━━━━━ Baris tersimpan

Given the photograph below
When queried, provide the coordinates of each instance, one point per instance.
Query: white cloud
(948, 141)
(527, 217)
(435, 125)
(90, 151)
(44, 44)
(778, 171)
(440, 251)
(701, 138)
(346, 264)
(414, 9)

━━━━━━━━━━

Soalnya
Tulis ulang semua baris dalam daftar di atas tanpa mengubah satu huruf atau angka pun.

Jawaban tertulis
Given the photograph below
When queried, provide the coordinates of each instance, one point per instance.
Query: white cloud
(948, 141)
(527, 217)
(435, 125)
(90, 151)
(44, 44)
(778, 171)
(440, 251)
(701, 138)
(346, 264)
(414, 9)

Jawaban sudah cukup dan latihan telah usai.